**WHAT YOU ARE ASKED TO DO**
Copy out the note on key derivation design below, word for word and in full.

── TEXT SHOWN

If we're going that route though, *and* we try to make it reusable, then
we have to specify both KDF parameters and derivation parameters in an
initialize call. If reusability isn't all that important then we don't
have reset and initialize and you just make a new KDF every time. I
like the former approach better, myself - though I would like to know
how others feel about it.
Rename DerivedKeyParameterSpec to DeriviationParameterSpec and provide
an algorithm name for "IV" or "Cleartext". See below for .deriveData()
I think we could do that. Those don't sound like names that would be a
problem. But maybe we go with an even more generic name like "data" or
"raw". Cleartext sounds too much like plaintext/ciphertext kind of
lingo and IV is use specific.
deriveKey() emits the next key in the sequence using the data stream
to key conversion rules.
deriveKeys() emits as many keys left in the stream to the next data
derivation or the defined end of stream based on the input specs.

────
── THE DATA

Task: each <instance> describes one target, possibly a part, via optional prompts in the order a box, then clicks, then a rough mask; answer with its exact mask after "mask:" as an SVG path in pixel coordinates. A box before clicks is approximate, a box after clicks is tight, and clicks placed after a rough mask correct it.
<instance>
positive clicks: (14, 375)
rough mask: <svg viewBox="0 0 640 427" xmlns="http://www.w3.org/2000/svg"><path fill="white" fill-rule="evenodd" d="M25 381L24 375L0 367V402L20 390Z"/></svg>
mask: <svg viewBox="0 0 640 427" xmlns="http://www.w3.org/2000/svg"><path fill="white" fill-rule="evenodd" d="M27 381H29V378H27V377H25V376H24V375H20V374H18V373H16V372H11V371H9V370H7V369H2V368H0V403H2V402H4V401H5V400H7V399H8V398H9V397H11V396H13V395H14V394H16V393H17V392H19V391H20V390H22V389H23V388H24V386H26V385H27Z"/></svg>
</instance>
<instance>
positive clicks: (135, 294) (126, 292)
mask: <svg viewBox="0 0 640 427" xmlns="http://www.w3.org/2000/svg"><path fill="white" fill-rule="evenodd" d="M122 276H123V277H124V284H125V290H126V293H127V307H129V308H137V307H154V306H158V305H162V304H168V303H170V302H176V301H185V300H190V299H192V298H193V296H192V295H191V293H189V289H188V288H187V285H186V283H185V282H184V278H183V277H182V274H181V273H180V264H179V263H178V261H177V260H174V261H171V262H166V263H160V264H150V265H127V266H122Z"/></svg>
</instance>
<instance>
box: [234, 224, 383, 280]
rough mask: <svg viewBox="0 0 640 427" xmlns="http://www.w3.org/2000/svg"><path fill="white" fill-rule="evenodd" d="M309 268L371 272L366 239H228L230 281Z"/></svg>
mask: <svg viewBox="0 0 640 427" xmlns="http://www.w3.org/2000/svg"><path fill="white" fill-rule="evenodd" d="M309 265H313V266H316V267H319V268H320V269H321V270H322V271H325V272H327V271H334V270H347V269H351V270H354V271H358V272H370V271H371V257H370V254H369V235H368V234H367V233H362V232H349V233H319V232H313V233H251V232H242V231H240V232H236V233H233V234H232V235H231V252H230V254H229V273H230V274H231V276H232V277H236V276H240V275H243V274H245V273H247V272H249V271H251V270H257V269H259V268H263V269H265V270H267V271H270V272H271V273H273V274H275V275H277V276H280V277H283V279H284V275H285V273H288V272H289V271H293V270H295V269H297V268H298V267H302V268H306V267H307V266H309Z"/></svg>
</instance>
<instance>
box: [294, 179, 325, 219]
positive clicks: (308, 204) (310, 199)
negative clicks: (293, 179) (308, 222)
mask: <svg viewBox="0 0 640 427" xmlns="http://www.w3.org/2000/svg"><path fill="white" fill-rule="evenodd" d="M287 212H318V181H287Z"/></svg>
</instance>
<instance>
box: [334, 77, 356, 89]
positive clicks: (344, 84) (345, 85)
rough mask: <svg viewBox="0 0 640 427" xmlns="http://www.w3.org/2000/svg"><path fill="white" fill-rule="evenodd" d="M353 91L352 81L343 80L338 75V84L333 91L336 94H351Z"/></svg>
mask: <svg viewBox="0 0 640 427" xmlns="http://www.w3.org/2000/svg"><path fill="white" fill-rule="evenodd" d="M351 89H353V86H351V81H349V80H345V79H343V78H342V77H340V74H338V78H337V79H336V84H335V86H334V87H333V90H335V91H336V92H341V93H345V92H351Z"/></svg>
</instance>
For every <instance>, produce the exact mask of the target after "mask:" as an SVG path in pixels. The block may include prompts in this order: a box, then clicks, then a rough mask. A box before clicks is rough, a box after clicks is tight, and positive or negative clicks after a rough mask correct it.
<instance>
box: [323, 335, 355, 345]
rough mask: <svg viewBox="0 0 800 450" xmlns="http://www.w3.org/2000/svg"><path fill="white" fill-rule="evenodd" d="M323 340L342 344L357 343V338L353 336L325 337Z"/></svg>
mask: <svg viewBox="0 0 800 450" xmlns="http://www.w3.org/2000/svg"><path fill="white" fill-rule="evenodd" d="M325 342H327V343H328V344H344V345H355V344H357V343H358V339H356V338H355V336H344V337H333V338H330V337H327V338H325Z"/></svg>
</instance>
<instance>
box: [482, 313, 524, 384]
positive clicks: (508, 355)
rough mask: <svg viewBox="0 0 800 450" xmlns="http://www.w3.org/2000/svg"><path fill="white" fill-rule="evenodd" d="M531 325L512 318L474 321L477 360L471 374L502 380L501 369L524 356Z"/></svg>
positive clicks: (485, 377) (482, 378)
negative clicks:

────

**SOLUTION FOR THIS PROBLEM**
If we're going that route though, *and* we try to make it reusable, then
we have to specify both KDF parameters and derivation parameters in an
initialize call. If reusability isn't all that important then we don't
have reset and initialize and you just make a new KDF every time. I
like the former approach better, myself - though I would like to know
how others feel about it.
Rename DerivedKeyParameterSpec to DeriviationParameterSpec and provide
an algorithm name for "IV" or "Cleartext". See below for .deriveData()
I think we could do that. Those don't sound like names that would be a
problem. But maybe we go with an even more generic name like "data" or
"raw". Cleartext sounds too much like plaintext/ciphertext kind of
lingo and IV is use specific.
deriveKey() emits the next key in the sequence using the data stream
to key conversion rules.
deriveKeys() emits as many keys left in the stream to the next data
derivation or the defined end of stream based on the input specs.